* [YOUR INSTRUCTIONS] Print the whole listing again exactly, keeping no pictures in it.
──────
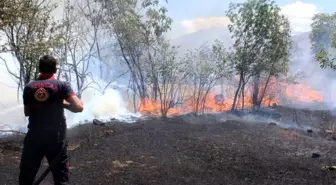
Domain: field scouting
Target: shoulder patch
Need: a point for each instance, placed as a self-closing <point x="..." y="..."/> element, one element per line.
<point x="41" y="95"/>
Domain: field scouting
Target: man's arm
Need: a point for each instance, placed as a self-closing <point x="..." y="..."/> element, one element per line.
<point x="71" y="101"/>
<point x="26" y="111"/>
<point x="25" y="102"/>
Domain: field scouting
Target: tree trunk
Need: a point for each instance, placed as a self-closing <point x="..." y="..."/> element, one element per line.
<point x="264" y="90"/>
<point x="243" y="94"/>
<point x="237" y="91"/>
<point x="255" y="94"/>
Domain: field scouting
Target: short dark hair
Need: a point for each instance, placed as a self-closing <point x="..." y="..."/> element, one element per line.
<point x="47" y="64"/>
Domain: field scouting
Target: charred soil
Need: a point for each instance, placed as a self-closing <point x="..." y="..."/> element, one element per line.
<point x="174" y="151"/>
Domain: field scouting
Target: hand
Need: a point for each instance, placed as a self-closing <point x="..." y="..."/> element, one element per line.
<point x="66" y="104"/>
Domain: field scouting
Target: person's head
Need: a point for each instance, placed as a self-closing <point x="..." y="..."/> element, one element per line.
<point x="47" y="64"/>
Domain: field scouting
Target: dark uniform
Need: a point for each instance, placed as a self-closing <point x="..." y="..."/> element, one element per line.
<point x="46" y="129"/>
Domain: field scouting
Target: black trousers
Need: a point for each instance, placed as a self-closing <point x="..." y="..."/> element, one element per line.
<point x="39" y="144"/>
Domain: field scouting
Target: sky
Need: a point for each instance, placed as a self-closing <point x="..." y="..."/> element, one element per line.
<point x="194" y="15"/>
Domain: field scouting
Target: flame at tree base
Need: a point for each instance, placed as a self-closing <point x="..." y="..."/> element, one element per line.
<point x="278" y="93"/>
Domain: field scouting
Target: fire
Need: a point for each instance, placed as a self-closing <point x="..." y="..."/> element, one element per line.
<point x="277" y="93"/>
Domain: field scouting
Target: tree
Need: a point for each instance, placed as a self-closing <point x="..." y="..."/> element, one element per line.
<point x="30" y="32"/>
<point x="168" y="73"/>
<point x="81" y="25"/>
<point x="206" y="66"/>
<point x="323" y="37"/>
<point x="261" y="45"/>
<point x="137" y="27"/>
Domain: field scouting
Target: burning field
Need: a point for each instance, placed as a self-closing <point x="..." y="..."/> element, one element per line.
<point x="189" y="150"/>
<point x="202" y="141"/>
<point x="193" y="100"/>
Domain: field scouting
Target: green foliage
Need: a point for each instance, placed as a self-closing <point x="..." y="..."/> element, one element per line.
<point x="138" y="26"/>
<point x="262" y="40"/>
<point x="206" y="65"/>
<point x="30" y="33"/>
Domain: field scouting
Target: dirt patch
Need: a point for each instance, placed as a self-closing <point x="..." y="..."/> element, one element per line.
<point x="175" y="151"/>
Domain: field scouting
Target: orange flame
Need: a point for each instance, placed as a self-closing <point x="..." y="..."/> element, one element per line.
<point x="214" y="102"/>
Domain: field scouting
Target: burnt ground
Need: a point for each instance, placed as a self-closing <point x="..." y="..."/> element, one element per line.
<point x="200" y="151"/>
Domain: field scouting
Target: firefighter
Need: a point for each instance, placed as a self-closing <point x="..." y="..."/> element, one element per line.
<point x="44" y="101"/>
──────
* [EXERCISE ANSWER]
Domain: field scouting
Target: shoulder patch
Need: a point for each instance, placed as a self-closing <point x="..." y="..."/> element, one element per line.
<point x="41" y="95"/>
Domain: field scouting
Target: man's arm
Need: a point for each instance, placed as a self-closing <point x="..." y="..."/> element, one element per line.
<point x="71" y="101"/>
<point x="26" y="111"/>
<point x="25" y="102"/>
Domain: field scouting
Target: tree trunk
Need: a point for each instance, placed as a self-closing <point x="..." y="..."/> element, one element per line.
<point x="264" y="90"/>
<point x="243" y="94"/>
<point x="237" y="91"/>
<point x="255" y="94"/>
Domain: field scouting
Target: short dark hair
Need: a point for each instance, placed as a self-closing <point x="..." y="..."/> element, one element per line.
<point x="47" y="64"/>
Domain: field scouting
Target: charred soil
Need: a point for each instance, placed as a self-closing <point x="..." y="..."/> element, one element per line.
<point x="174" y="151"/>
Domain: field scouting
Target: hand
Need: a point for each instance, placed as a self-closing <point x="..." y="..."/> element, one element per line.
<point x="66" y="104"/>
Domain: field scouting
Target: person's head
Need: a point for each instance, placed as a self-closing <point x="..." y="..."/> element, one element per line.
<point x="47" y="64"/>
Domain: field scouting
Target: dark uniform
Need: a point for each instance, placed as a self-closing <point x="..." y="..."/> element, one element per line.
<point x="46" y="129"/>
Domain: field scouting
Target: black trousers
Need: a point for each instance, placed as a self-closing <point x="..." y="..."/> element, one element per line.
<point x="39" y="144"/>
Domain: field scouting
Target: sky
Need: a point for each instance, placed as a self-closing <point x="..." y="..."/> element, one element per line.
<point x="194" y="15"/>
Domain: field scouting
Target: flame at tree base
Need: a point for each instance, placed as a self-closing <point x="..." y="..."/> element, one element per line.
<point x="278" y="93"/>
Domain: field scouting
Target: fire
Need: a point for each instance, placed as a self-closing <point x="..." y="..."/> element, one element per line.
<point x="277" y="93"/>
Domain: field scouting
Target: tree
Need: a point for each instance, placed as a self-closing <point x="..." y="..."/> element, one element per line.
<point x="30" y="32"/>
<point x="168" y="73"/>
<point x="81" y="25"/>
<point x="206" y="66"/>
<point x="323" y="37"/>
<point x="261" y="45"/>
<point x="137" y="27"/>
Domain: field scouting
Target: burning field
Need: a point for each instance, placed as a self-closing <point x="..." y="..."/> element, one element per line.
<point x="189" y="150"/>
<point x="202" y="141"/>
<point x="193" y="100"/>
Domain: field scouting
Target: green foliage
Need: a point for each instance, placed as a self-closing <point x="..." y="..."/> element, one element per line.
<point x="138" y="26"/>
<point x="262" y="40"/>
<point x="206" y="65"/>
<point x="30" y="33"/>
Domain: field scouting
Target: dirt patch
Need: a point for each instance, placed as a self-closing <point x="..." y="..."/> element, one element per line.
<point x="175" y="151"/>
Domain: field scouting
Target: orange flame
Need: a point for each instance, placed as a self-closing <point x="..." y="..."/> element, one element per line.
<point x="214" y="102"/>
Domain: field scouting
Target: burnt ground
Need: a point for each instance, placed as a self-closing <point x="..." y="..."/> element, one element per line.
<point x="200" y="151"/>
Domain: field scouting
Target: firefighter
Need: a point for each instance, placed as a self-closing <point x="..." y="..."/> element, one element per line.
<point x="44" y="101"/>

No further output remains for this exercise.